---------- Input rows ----------

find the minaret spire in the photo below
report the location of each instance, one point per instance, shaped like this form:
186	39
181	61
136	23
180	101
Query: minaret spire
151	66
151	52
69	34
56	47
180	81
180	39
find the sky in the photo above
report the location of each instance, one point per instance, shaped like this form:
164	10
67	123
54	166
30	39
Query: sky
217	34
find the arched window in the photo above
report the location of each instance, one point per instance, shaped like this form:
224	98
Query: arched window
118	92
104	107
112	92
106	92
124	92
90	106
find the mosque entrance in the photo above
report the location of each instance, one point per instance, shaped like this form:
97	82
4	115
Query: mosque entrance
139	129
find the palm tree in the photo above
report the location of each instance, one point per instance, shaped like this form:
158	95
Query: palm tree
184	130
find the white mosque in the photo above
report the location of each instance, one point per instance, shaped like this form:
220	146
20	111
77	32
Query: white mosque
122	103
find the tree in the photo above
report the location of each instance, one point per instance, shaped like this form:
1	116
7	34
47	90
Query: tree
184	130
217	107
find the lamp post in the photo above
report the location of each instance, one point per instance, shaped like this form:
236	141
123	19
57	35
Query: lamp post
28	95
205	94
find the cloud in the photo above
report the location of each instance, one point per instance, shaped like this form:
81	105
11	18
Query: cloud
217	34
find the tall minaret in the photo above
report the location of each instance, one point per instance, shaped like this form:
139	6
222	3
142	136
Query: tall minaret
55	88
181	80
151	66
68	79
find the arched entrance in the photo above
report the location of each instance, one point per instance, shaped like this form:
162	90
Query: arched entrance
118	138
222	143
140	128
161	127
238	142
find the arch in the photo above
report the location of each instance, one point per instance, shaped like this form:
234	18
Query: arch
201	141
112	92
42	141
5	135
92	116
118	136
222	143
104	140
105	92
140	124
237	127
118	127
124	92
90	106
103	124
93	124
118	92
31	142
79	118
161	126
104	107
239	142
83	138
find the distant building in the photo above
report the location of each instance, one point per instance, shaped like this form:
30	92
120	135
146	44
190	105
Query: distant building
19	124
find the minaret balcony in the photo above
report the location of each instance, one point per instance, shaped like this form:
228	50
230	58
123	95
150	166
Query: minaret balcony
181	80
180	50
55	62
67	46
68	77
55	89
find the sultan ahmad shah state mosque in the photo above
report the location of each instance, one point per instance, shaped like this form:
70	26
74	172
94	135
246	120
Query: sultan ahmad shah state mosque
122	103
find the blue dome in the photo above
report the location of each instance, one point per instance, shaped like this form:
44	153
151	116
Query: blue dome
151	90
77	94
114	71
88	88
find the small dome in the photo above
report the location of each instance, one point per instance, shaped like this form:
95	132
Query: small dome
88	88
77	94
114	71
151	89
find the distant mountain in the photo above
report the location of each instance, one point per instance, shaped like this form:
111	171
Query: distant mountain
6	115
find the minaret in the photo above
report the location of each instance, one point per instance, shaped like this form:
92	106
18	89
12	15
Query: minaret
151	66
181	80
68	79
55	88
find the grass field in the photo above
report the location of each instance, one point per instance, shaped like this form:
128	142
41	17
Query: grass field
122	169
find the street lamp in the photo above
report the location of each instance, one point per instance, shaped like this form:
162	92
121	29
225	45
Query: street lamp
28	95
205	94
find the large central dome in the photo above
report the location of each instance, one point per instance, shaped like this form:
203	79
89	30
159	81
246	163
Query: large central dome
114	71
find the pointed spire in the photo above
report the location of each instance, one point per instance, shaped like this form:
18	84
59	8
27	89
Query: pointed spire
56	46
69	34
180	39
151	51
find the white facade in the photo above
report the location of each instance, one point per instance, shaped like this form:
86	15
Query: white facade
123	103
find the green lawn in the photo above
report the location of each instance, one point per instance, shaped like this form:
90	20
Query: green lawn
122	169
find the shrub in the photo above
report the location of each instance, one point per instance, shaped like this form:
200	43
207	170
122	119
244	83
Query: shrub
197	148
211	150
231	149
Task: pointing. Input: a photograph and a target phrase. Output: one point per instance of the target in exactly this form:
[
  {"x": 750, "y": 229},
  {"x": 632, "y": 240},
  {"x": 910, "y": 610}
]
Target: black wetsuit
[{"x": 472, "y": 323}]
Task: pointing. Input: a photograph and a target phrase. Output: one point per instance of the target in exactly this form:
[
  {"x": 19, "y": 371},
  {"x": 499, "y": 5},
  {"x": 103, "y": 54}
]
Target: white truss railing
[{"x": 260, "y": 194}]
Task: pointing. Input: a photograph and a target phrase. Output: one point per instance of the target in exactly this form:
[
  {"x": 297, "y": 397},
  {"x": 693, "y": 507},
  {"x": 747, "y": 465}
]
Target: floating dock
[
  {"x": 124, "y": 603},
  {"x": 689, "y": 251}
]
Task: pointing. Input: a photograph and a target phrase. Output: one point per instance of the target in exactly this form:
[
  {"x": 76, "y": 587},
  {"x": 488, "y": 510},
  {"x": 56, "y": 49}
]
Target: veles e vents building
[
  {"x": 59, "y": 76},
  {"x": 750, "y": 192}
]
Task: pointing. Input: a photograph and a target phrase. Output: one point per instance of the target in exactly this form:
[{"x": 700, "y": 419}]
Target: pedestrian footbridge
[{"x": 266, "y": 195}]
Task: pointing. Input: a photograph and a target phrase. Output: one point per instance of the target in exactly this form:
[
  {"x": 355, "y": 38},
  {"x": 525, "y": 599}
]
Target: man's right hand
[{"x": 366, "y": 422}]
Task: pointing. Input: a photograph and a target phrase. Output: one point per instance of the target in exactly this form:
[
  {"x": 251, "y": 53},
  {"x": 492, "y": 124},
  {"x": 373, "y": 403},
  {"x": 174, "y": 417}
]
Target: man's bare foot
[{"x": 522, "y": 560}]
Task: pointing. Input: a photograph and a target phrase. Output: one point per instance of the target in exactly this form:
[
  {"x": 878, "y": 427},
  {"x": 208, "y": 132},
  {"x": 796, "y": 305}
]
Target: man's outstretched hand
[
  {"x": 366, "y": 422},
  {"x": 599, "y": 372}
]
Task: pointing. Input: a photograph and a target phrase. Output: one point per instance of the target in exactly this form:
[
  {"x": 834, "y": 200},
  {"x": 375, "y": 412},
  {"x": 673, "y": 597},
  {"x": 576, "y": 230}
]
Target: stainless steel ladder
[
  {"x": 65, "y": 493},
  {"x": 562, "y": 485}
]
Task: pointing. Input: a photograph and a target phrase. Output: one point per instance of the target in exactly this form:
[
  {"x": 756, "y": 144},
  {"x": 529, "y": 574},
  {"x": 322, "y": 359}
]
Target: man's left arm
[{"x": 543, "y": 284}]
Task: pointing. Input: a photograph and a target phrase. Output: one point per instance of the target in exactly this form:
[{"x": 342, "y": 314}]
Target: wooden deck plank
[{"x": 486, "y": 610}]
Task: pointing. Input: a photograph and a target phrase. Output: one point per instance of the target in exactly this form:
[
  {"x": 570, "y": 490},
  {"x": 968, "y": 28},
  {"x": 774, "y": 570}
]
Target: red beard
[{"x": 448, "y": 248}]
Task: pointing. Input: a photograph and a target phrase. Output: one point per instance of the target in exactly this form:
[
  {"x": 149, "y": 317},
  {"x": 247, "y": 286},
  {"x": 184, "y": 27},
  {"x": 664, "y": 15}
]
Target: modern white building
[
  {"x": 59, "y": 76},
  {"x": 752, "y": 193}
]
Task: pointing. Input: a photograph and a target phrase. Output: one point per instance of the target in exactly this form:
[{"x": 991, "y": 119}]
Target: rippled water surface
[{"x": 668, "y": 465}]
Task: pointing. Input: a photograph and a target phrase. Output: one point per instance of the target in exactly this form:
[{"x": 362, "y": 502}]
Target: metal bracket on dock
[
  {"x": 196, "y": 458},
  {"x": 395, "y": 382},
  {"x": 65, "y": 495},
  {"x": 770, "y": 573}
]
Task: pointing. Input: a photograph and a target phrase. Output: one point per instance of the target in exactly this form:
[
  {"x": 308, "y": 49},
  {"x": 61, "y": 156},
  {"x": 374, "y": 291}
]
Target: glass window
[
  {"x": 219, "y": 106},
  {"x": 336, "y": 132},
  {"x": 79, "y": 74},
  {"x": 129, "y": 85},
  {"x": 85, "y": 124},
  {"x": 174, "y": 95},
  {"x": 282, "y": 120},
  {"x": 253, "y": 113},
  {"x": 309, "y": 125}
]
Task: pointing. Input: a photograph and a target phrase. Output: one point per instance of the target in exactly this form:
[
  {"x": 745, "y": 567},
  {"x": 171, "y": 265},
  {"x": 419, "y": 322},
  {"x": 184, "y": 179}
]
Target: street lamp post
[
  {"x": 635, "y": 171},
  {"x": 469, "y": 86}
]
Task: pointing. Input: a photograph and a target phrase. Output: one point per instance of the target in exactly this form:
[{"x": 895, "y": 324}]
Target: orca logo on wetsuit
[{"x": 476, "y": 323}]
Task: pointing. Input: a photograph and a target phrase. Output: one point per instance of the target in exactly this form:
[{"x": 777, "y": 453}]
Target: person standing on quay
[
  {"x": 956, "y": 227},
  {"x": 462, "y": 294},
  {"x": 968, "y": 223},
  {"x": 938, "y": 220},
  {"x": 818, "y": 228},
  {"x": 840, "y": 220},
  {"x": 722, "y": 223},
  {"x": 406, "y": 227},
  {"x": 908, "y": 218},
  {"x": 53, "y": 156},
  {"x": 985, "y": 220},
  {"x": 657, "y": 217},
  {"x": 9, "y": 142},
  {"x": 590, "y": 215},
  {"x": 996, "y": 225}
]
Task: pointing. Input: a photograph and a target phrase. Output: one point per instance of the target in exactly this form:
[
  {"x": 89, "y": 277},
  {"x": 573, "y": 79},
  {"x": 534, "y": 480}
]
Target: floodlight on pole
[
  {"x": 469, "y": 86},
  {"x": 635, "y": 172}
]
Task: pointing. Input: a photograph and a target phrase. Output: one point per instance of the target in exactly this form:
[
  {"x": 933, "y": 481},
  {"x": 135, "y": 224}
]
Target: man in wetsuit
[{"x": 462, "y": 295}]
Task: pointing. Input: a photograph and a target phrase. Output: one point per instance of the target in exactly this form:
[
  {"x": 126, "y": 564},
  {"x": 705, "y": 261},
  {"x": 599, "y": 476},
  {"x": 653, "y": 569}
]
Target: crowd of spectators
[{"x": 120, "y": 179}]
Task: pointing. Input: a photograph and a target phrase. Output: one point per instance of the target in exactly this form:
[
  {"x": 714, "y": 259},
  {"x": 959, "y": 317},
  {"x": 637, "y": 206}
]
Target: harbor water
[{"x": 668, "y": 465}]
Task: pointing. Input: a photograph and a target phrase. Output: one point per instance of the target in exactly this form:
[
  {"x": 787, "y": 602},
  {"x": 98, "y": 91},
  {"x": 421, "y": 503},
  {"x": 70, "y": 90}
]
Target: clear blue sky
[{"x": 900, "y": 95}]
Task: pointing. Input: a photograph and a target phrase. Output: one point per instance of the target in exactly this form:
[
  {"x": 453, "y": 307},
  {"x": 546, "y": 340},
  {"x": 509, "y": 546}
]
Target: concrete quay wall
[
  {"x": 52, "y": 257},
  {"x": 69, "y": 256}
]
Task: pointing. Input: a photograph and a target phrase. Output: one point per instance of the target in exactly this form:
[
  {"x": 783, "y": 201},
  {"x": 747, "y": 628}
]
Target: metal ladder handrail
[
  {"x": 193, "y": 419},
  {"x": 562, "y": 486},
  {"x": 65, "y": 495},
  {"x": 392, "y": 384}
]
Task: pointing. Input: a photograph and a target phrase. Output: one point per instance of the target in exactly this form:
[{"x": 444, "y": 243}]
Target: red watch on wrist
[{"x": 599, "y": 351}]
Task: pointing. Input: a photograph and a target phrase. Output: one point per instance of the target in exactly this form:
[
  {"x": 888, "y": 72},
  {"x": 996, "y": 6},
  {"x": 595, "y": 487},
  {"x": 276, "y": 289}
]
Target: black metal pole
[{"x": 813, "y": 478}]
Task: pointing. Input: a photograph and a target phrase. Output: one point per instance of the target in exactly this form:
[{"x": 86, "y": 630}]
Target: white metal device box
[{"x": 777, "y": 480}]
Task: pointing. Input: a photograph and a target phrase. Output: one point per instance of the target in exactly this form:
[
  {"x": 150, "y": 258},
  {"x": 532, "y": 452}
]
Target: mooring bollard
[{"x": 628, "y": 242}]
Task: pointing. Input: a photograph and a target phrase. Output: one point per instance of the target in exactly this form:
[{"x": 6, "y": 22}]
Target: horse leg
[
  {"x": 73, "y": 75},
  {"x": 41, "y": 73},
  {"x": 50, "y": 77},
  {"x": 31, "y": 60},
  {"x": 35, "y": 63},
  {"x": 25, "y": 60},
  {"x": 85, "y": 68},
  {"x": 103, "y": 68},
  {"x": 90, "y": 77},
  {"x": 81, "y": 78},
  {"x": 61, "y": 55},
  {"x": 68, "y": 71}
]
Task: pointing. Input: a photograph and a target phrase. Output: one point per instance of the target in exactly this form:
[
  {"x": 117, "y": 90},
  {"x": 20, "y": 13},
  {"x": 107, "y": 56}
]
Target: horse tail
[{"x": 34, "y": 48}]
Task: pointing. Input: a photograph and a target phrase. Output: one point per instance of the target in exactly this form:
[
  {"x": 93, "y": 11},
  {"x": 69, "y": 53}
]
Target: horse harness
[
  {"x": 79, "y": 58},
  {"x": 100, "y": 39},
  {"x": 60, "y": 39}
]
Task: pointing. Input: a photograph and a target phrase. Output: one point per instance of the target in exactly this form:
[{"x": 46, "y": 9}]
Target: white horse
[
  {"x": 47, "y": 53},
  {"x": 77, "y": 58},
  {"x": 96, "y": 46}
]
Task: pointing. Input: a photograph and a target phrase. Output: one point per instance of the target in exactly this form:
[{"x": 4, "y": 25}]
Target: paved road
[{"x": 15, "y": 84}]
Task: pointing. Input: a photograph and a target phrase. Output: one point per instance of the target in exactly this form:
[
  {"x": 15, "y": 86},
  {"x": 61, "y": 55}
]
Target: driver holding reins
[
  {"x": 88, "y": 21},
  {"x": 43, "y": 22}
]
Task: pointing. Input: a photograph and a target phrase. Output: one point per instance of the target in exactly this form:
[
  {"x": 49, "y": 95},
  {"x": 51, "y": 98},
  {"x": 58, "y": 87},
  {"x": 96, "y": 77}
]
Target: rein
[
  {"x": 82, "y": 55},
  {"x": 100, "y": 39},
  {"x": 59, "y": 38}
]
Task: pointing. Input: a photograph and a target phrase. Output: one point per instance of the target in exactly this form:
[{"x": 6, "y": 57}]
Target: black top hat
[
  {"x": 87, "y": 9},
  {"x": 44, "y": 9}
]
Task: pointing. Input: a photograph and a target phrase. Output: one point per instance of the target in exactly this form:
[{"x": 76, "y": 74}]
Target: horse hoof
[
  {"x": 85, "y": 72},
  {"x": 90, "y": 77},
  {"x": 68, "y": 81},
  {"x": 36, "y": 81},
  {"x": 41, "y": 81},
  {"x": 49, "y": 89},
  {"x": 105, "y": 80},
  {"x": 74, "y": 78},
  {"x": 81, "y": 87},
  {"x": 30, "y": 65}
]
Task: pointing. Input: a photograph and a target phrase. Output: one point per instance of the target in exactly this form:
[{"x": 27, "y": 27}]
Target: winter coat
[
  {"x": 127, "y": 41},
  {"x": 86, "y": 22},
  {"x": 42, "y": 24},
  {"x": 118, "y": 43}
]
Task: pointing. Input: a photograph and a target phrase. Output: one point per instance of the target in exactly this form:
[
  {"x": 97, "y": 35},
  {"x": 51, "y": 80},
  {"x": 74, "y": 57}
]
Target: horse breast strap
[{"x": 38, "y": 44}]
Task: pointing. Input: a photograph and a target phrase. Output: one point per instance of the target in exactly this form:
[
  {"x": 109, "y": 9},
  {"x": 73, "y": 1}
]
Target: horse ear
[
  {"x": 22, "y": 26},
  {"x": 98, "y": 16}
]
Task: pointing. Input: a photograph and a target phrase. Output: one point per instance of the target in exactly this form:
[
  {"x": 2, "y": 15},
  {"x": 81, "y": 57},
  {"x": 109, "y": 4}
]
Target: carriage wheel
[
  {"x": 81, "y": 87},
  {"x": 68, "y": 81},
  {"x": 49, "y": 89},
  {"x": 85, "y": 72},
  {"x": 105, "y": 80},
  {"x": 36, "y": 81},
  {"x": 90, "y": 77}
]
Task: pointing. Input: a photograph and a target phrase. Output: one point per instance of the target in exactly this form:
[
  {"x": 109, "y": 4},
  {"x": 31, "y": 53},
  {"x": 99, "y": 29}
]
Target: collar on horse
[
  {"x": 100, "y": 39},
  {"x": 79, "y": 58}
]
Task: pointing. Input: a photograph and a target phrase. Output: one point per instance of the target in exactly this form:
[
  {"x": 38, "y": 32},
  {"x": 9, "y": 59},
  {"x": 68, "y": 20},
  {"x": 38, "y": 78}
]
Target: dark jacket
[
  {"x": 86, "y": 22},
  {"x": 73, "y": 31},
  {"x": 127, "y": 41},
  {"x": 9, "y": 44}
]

----------

**What you have to do**
Copy every line above that contains the string "shrub". Uppercase and lowercase letters must match.

**Completed exercise**
find the shrub in the photo above
Query: shrub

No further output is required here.